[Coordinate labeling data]

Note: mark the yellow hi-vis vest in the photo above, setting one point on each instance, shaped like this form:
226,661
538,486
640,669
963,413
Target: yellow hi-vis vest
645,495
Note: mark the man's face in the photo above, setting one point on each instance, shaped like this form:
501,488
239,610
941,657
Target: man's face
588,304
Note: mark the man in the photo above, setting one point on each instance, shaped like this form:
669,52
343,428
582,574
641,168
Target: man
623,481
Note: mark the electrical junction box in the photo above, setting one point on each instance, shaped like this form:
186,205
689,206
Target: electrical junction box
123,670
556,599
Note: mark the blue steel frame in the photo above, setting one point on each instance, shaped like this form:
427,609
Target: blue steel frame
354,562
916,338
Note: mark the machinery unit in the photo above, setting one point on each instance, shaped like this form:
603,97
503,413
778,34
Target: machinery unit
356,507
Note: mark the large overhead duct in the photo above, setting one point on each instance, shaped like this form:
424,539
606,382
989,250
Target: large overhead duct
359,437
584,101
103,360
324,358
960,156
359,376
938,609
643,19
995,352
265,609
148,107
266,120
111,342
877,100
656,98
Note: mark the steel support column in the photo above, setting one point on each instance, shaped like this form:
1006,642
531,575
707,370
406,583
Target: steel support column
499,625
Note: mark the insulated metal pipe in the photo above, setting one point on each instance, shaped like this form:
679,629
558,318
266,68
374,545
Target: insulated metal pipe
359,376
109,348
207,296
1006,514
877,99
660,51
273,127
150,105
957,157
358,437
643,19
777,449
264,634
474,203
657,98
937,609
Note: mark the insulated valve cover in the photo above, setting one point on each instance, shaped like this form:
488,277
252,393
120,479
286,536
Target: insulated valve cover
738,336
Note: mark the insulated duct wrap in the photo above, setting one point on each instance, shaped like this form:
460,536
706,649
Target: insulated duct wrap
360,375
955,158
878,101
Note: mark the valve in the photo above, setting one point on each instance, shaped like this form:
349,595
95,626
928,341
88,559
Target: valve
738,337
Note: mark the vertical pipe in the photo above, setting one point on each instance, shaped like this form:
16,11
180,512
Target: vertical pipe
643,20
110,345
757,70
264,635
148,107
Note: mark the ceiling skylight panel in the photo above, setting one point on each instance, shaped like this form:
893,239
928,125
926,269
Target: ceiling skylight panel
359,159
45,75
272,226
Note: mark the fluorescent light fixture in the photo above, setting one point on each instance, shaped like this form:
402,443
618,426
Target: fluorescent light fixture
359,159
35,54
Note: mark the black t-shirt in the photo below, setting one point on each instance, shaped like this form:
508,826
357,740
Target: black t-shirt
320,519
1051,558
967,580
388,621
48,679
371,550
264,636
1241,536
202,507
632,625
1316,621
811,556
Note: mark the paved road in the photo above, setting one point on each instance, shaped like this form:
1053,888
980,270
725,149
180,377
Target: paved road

EXERCISE DETAILS:
Quote the listing in full, please, keeping every line exact.

WRITTEN REPLY:
Note: mark the yellow hi-vis vest in the photo above, setting one point on each instance, shaped like this form:
226,661
538,486
640,669
963,413
Target: yellow hi-vis vest
645,495
Note: mark the man's face in the photo above, setting one point on each instance, shaped like this form:
501,488
239,610
941,657
Target: man's face
588,304
Note: mark the man in the photo above, setting one point on each instance, shaped like this form:
669,52
343,428
582,574
641,168
Target: man
623,481
Note: mark the electrical junction box in the photo above, setting one point on each instance, shaped like this form:
186,205
689,206
Target: electrical junction box
123,670
556,599
Note: mark the blue steel frame in the photo above, setting one point on each instance, shaped like this form:
427,609
Target: blue steel frame
354,562
916,338
Note: mark the machinery unit in the photo above, setting one point on each instance, shaped like this form:
603,97
503,413
778,34
Target: machinery unit
356,507
Note: mark the large overhead duct in the photo above, setting one point on each instance, shaped like this form:
424,539
606,382
989,250
Target: large overhead duct
359,437
584,101
103,360
324,358
960,156
359,376
938,609
643,19
995,352
265,609
148,107
266,120
111,342
877,100
656,98
Note: mark the steel support column in the photo above, setting one point on each instance, shaped like this form:
1006,642
531,575
707,370
406,583
Target: steel support column
499,625
Note: mark the insulated metal pipe in the photo above, setting one point on each instance, shaped like this form:
679,629
558,318
266,68
374,545
Target: insulated metal pipe
359,376
109,348
207,296
1006,514
877,99
660,51
273,127
150,105
957,157
358,437
643,19
777,449
264,634
474,203
657,98
937,609
Note: mark the insulated valve cover in the photo above, setting one point on each instance, shaped like this form:
488,277
252,393
120,479
286,536
Target: insulated valve cover
738,336
Note: mark the insulated duct wrap in the photo above, setting one point on each instance, shaped like this form:
460,536
706,649
Target: insulated duct wrap
360,375
955,158
878,101
Note: mark the valve in the photo above, setting one point on each instance, shaped like this form:
349,595
95,626
928,341
88,559
Target: valve
738,337
Note: mark the vertical pipe in the photo above, setting one point on each instance, shaped like this form:
16,11
180,512
Target: vertical pipe
643,20
110,345
757,70
264,635
148,107
Note: mark the ceiling skylight panel in the photo above, setting one point on each instance, shaped like this form:
893,239
928,125
926,269
Target: ceiling skylight panel
359,159
45,75
272,226
Note: mark the fluorescent light fixture in the photo above, setting one point on each instance, shaped like this form:
402,443
618,426
Target: fluorescent light fixture
359,159
35,54
Note: mark the black t-shirt in the photo below, setting one point on each instance, shaped like this form:
508,826
357,740
Target: black t-shirt
320,519
1051,558
967,580
388,621
48,679
371,550
264,636
1241,536
202,507
632,625
1316,621
811,556
Note: mark the paved road in the photo above, setting one point on each instance, shaped like this form:
1053,888
980,270
725,149
180,377
Target: paved road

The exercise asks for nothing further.